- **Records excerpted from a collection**
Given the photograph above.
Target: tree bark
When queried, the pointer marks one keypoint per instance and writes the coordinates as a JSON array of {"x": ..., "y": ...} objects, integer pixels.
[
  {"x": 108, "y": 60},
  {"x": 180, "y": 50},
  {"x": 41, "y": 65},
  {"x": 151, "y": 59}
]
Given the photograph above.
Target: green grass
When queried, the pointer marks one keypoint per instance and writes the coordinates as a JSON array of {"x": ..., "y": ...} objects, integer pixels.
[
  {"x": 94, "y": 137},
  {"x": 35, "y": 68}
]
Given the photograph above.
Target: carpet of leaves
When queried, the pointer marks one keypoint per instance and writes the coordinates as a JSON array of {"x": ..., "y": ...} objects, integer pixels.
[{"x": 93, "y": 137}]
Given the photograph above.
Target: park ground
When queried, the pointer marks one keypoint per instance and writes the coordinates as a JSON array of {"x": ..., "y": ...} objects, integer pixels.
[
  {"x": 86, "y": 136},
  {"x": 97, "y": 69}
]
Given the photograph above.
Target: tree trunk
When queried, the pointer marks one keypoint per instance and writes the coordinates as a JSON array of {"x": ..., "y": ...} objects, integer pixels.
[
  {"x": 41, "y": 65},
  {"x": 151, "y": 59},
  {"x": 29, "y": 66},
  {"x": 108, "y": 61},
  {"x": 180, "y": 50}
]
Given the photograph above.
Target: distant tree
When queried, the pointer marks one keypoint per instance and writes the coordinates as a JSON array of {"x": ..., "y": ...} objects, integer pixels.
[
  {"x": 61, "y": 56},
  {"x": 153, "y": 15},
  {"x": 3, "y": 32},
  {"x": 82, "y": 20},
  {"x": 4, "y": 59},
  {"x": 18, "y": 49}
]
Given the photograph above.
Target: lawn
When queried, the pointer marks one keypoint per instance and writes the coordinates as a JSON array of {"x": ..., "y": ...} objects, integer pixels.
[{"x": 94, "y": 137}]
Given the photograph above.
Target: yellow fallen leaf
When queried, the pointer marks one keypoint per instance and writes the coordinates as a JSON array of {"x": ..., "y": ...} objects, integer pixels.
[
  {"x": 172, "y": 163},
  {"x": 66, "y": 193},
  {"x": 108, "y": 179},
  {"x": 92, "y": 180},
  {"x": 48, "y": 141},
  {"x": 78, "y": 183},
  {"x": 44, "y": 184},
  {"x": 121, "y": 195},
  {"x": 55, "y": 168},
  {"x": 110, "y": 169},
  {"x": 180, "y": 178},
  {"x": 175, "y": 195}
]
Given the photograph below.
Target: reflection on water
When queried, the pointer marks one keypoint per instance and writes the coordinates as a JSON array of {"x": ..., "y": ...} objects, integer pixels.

- **Problem details**
Extract all of the data above without altering anything.

- **Result of this task**
Given the photograph above.
Target: tree bark
When queried, the pointer marks one keypoint per instance and writes the coordinates as a JSON array of {"x": ..., "y": ...} objects, integer pixels.
[
  {"x": 108, "y": 60},
  {"x": 180, "y": 50},
  {"x": 41, "y": 65},
  {"x": 151, "y": 59}
]
Given the photograph above.
Target: green grass
When queried, the pointer marks one keypoint per instance and writes the coordinates as a JSON array of {"x": ..., "y": ...} objects, integer pixels.
[
  {"x": 94, "y": 137},
  {"x": 35, "y": 68}
]
Given the photograph above.
Target: carpet of leaves
When queried, the pointer marks one keypoint per instance and writes the coordinates as a JSON array of {"x": ..., "y": ...} objects, integer pixels.
[{"x": 93, "y": 137}]
Given the photograph above.
Target: park ground
When queried, the pointer marks one keypoint per instance and writes the coordinates as a JSON array of {"x": ..., "y": ...} objects, integer pixels.
[
  {"x": 86, "y": 136},
  {"x": 97, "y": 69}
]
Given the photograph above.
Target: tree trunk
When queried, the pointer marks one keypoint per instance and writes the coordinates as a JSON array of {"x": ..., "y": ...} objects, integer pixels.
[
  {"x": 41, "y": 65},
  {"x": 151, "y": 59},
  {"x": 29, "y": 66},
  {"x": 108, "y": 61},
  {"x": 180, "y": 50}
]
Given the photograph above.
Target: distant tree
When queried, the pointer marks one keypoint per instance and writes the coordinates as a JSON array of {"x": ..., "y": ...} objects, integer pixels.
[
  {"x": 61, "y": 56},
  {"x": 153, "y": 15},
  {"x": 3, "y": 32},
  {"x": 82, "y": 20},
  {"x": 4, "y": 59},
  {"x": 18, "y": 49}
]
Given the photograph above.
Target: lawn
When queried, the pointer marks one keypoint per instance and writes the coordinates as a JSON array of {"x": ..., "y": ...} objects, integer pixels.
[{"x": 94, "y": 137}]
Given the photograph above.
Target: yellow fallen leaf
When queried, the pointer marks one keypoint per instance and writes the coordinates as a JSON array of {"x": ..., "y": ...} objects, integer pixels.
[
  {"x": 172, "y": 163},
  {"x": 66, "y": 193},
  {"x": 108, "y": 179},
  {"x": 92, "y": 180},
  {"x": 48, "y": 141},
  {"x": 78, "y": 183},
  {"x": 44, "y": 184},
  {"x": 121, "y": 195},
  {"x": 55, "y": 168},
  {"x": 110, "y": 169},
  {"x": 180, "y": 178},
  {"x": 175, "y": 195}
]
Given the photograph below.
Target: reflection on water
When queried, the pointer marks one keypoint per instance and writes the coordinates as a JSON array of {"x": ..., "y": ...} objects, integer pixels.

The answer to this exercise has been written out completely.